Location annotation dataset excerpts
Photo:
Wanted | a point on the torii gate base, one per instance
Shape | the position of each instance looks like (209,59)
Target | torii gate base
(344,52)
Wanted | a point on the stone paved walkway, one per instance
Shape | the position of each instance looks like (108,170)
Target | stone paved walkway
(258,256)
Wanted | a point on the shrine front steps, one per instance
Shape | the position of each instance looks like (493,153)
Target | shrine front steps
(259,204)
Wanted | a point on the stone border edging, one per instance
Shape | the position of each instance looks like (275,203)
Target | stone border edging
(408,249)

## YOUR TASK
Copy the listing word for word, starting at the line that contains "Wanted | a point on the shrine" and continuing through the final line of the listing, with both ends included.

## EXPECTED ANSWER
Wanted | a point on the shrine front steps, one per instance
Shape | the position of each instance looks like (493,153)
Target | shrine front steps
(259,204)
Wanted | a point on the stone border edging, one per instance
Shape | the position of each instance looks like (275,203)
Target | stone border edging
(408,249)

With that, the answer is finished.